> [Available data]
——
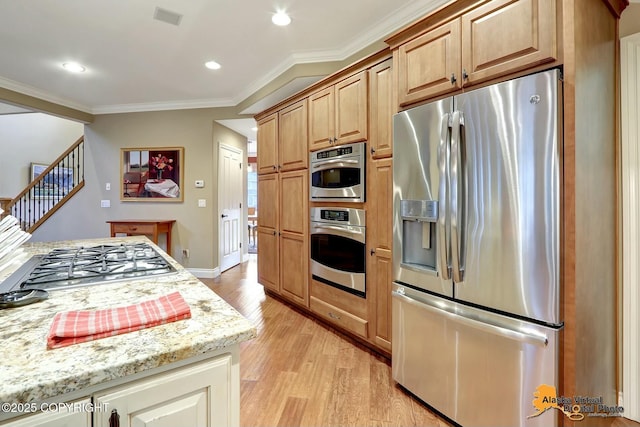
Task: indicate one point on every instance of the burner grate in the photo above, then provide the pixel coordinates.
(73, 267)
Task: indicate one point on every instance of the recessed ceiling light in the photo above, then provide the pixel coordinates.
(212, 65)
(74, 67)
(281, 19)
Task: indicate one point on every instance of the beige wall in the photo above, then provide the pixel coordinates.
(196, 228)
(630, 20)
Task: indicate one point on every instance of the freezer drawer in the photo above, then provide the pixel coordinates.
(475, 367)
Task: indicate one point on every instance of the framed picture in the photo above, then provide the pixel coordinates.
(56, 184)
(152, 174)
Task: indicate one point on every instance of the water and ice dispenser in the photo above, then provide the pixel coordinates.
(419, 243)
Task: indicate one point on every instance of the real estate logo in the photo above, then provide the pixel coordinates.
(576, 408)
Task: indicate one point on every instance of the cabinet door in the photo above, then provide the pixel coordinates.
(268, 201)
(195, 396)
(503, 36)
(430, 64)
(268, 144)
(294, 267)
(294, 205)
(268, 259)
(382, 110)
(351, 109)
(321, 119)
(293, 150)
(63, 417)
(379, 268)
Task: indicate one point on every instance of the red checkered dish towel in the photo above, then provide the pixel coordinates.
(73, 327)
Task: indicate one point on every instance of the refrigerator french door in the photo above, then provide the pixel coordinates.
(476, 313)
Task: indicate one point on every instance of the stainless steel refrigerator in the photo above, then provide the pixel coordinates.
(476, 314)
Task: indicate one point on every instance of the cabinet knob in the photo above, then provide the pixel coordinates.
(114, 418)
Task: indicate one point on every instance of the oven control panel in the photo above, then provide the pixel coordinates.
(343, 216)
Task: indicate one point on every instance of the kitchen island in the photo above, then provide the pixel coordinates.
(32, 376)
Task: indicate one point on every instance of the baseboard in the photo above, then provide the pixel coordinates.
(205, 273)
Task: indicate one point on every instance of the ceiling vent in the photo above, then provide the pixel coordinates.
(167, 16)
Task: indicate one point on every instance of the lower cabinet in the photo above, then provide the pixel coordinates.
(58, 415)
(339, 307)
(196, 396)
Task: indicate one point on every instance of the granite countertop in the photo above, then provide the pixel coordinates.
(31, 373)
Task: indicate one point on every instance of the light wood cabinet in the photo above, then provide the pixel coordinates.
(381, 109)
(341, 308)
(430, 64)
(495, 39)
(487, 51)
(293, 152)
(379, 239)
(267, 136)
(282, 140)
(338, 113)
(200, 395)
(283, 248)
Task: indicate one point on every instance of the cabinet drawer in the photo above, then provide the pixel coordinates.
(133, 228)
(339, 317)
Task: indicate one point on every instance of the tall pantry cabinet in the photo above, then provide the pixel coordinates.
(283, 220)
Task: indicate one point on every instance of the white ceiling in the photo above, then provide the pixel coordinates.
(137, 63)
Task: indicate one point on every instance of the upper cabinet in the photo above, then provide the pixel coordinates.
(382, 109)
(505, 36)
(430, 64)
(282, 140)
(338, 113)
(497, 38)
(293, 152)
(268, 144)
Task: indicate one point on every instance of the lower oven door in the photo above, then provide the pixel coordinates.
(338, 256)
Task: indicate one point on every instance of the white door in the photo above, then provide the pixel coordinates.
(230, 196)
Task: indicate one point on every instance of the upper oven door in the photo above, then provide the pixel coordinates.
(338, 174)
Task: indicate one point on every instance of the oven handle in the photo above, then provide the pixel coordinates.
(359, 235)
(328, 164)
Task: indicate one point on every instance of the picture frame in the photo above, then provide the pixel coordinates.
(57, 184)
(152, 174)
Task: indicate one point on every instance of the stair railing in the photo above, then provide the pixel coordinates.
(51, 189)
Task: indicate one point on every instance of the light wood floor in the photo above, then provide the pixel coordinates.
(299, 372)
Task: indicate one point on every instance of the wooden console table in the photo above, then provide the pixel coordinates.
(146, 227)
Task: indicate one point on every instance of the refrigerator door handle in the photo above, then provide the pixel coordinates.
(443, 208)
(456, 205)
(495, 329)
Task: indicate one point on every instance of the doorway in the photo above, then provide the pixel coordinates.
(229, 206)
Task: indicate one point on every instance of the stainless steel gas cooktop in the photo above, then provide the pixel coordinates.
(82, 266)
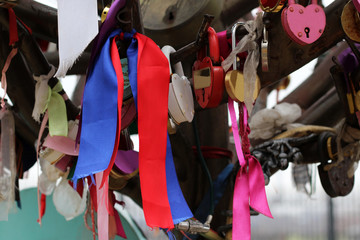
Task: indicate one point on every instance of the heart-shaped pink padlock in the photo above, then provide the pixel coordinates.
——
Starting at the line that holds "stainless steel gas", repeat every line through the end of the listing exactly as written, skipping any picture.

Task: indicate one point on every instance of the stainless steel gas cooktop in the photo above, then provide the pixel coordinates.
(82, 266)
Task: indicate one point on every instance of the heart-shaped pink padlock in the photo above, then provide the pixel coordinates.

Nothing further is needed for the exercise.